(Segmentation annotation data)
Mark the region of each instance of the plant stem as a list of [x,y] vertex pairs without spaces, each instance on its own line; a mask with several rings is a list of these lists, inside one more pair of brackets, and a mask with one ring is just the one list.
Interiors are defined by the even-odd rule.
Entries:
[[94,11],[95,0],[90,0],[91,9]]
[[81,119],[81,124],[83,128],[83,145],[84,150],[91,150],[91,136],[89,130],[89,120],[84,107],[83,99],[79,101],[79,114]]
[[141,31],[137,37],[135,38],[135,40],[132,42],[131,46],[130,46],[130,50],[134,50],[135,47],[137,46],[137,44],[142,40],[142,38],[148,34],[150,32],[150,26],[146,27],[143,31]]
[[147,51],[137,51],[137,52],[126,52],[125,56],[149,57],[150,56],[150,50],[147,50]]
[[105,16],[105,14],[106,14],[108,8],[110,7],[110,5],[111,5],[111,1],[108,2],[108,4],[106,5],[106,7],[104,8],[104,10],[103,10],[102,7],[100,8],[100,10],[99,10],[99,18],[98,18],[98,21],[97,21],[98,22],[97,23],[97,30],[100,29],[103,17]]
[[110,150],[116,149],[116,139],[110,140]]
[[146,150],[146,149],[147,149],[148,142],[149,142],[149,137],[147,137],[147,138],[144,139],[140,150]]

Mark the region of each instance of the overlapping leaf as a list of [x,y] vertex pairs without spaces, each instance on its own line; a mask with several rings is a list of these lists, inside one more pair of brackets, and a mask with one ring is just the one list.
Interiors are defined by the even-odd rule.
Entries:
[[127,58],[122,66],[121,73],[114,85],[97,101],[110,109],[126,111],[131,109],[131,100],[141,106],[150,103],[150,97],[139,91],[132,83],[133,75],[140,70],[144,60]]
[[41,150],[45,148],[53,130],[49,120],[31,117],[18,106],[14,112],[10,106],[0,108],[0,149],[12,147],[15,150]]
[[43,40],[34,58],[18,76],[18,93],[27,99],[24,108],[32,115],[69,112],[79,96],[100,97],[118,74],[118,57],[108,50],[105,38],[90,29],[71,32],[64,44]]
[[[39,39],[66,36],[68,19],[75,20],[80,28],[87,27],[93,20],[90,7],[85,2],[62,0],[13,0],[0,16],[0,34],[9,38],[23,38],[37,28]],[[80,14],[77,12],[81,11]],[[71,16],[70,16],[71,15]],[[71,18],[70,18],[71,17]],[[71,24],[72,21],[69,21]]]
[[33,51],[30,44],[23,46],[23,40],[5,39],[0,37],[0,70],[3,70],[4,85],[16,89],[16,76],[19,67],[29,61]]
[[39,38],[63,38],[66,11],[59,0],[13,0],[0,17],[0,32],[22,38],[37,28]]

• PROBLEM REQUIREMENTS
Rewrite all of the data above, changing each occurrence of "vertex pairs" to "coordinate pairs" and leaving everything else as it is.

• SOLUTION BELOW
Mark the region of each instance of the plant stem as a list of [x,y] coordinate pairs without spaces, each instance on its own line; a mask with several rings is a list of these lists, inside one more pair of brackets, and a mask with one ring is just the one list.
Interiors are defined by the even-odd rule.
Entries:
[[94,11],[95,0],[90,0],[91,9]]
[[81,119],[81,124],[83,128],[83,145],[84,150],[91,150],[91,136],[89,130],[89,120],[84,107],[83,99],[79,101],[79,114]]
[[141,31],[137,37],[135,38],[135,40],[132,42],[131,46],[130,46],[130,50],[134,50],[135,47],[137,46],[137,44],[142,40],[142,38],[148,34],[150,32],[150,26],[146,27],[143,31]]
[[147,51],[137,51],[137,52],[126,52],[125,56],[149,57],[150,56],[150,50],[147,50]]
[[105,16],[105,14],[106,14],[108,8],[110,7],[110,5],[111,5],[111,1],[108,2],[108,4],[106,5],[106,7],[104,8],[104,10],[103,10],[102,7],[100,8],[100,10],[99,10],[99,18],[98,18],[98,21],[97,21],[98,22],[97,23],[97,30],[100,29],[103,17]]
[[110,150],[116,149],[116,139],[110,140]]
[[146,150],[146,149],[147,149],[148,142],[149,142],[149,137],[147,137],[147,138],[144,139],[140,150]]

Mark the region of each instance of the overlapping leaf as a list of [x,y] coordinate pairs without spaces, each instance on its own line; a mask with several rings is a list of these lists, inside one more pair of brackets, and a mask with one ring is just the one list.
Interiors are defined by the even-odd rule.
Entries:
[[127,58],[122,66],[121,73],[114,85],[97,101],[110,109],[126,111],[131,109],[131,100],[141,106],[150,103],[150,97],[139,91],[132,83],[133,75],[140,70],[144,60]]
[[41,150],[45,148],[53,130],[49,120],[31,117],[18,106],[14,112],[10,106],[0,108],[0,149],[12,147],[15,150]]
[[43,40],[34,58],[18,76],[18,93],[27,99],[24,108],[32,115],[69,112],[79,96],[100,97],[118,74],[118,57],[108,50],[105,38],[90,29],[71,32],[64,44]]
[[[39,39],[66,36],[68,19],[75,20],[80,28],[87,27],[93,20],[90,7],[85,2],[62,0],[13,0],[0,16],[0,34],[9,38],[23,38],[37,28]],[[80,14],[77,12],[81,11]],[[71,16],[70,16],[71,15]],[[71,18],[70,18],[71,17]],[[71,24],[72,21],[69,21]]]
[[33,51],[30,44],[23,46],[23,40],[5,39],[0,37],[0,70],[3,70],[4,85],[16,89],[16,76],[19,67],[29,61]]
[[39,38],[63,38],[66,11],[59,0],[13,0],[0,17],[0,32],[22,38],[37,28]]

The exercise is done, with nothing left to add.